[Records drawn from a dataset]
* * *
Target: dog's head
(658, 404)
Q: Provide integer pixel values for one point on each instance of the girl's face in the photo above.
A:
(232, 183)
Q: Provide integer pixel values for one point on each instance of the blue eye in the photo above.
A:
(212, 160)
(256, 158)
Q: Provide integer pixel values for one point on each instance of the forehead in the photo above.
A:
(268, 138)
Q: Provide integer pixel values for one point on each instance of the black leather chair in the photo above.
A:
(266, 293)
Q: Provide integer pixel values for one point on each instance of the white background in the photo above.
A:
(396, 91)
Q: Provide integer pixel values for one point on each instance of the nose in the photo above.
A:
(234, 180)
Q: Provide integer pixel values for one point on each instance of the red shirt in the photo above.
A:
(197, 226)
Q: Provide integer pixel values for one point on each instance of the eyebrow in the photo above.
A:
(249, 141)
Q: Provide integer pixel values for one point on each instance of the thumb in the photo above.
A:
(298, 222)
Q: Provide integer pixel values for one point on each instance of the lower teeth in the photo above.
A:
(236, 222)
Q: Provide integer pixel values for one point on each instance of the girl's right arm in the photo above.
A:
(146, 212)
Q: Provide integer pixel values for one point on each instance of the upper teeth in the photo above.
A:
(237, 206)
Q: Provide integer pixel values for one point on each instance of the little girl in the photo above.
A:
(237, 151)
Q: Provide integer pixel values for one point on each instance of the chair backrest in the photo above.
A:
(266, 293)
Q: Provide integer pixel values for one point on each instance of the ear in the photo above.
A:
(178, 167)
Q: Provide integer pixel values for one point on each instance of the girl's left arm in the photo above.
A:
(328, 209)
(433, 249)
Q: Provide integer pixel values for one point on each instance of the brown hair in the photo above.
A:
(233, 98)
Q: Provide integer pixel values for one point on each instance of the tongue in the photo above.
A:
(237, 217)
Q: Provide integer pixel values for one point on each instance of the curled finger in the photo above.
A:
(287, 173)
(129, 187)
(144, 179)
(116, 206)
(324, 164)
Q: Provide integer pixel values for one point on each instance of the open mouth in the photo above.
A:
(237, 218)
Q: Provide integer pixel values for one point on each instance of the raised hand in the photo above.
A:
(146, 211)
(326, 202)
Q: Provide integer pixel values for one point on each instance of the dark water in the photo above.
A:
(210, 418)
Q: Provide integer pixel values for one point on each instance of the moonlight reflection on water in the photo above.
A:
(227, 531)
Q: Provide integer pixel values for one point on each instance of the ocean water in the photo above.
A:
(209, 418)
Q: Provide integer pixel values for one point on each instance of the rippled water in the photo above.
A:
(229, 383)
* * *
- EXERCISE:
Set down every entry again, exactly as written.

- RESPONSE TO THIS TASK:
Target: dog's head
(658, 404)
Q: Provide integer pixel values for one point on each instance of the girl's face in the photo above.
A:
(232, 183)
Q: Provide integer pixel values for one point on each instance of the blue eye in the photo above.
A:
(212, 160)
(256, 158)
Q: Provide integer pixel values for one point on each instance of the forehead in the photo above.
A:
(268, 138)
Q: Provide integer pixel values for one point on each instance of the black leather chair in the photo above.
A:
(266, 293)
Q: Provide integer pixel values for one point on each instance of the white background in the photo above.
A:
(396, 91)
Q: Provide integer pixel values for one point on each instance of the nose in the photo above.
A:
(234, 180)
Q: Provide integer pixel values for one point on each instance of the red shirt in the photo above.
A:
(197, 226)
Q: Provide integer pixel values for one point on each instance of the eyebrow in the photo above.
A:
(249, 141)
Q: Provide integer pixel values for one point on each instance of the thumb in the photo above.
A:
(298, 222)
Q: Provide integer pixel values for one point on each instance of the lower teeth in the photo above.
A:
(236, 222)
Q: Provide integer pixel values for one point on each instance of the girl's right arm in the photo above.
A:
(146, 212)
Q: Provide integer pixel values for one point on each instance of the upper teeth in the photo above.
A:
(237, 206)
Q: Provide integer pixel values for one point on each instance of the little girl in the photo above.
A:
(237, 151)
Q: Provide integer pixel values for one point on each instance of the chair backrest in the photo above.
A:
(266, 293)
Q: Provide integer pixel values for one point on each instance of the ear in the photo above.
A:
(178, 167)
Q: Provide integer pixel values for one point on each instance of the girl's left arm in the photo above.
A:
(328, 209)
(433, 249)
Q: Provide integer pixel values for one point on each instance of the brown hair in the photo above.
A:
(233, 98)
Q: Provide integer pixel values for one point on each instance of the tongue in the photo above.
A:
(237, 217)
Q: Provide integer pixel values for one point on each instance of the curled finger in the photo above.
A:
(287, 173)
(129, 187)
(144, 179)
(116, 206)
(324, 164)
Q: Provide integer pixel values for one point on each instance of the open mouth in the photo above.
A:
(237, 218)
Q: Provide integer pixel values for one point on each instance of the raised hand in the photo above.
A:
(146, 211)
(326, 202)
Q: Provide integer pixel values for one point on each instance of the dark water in the photo above.
A:
(210, 418)
Q: Provide integer pixel values for one point on each instance of the moonlight reflection on water in the photo above.
A:
(227, 531)
Q: Provide integer pixel values for one point on each instance of the ocean water in the photo above.
A:
(209, 418)
Q: Provide integer pixel values for one point on each instance of the rippled water in the photo above.
A:
(229, 383)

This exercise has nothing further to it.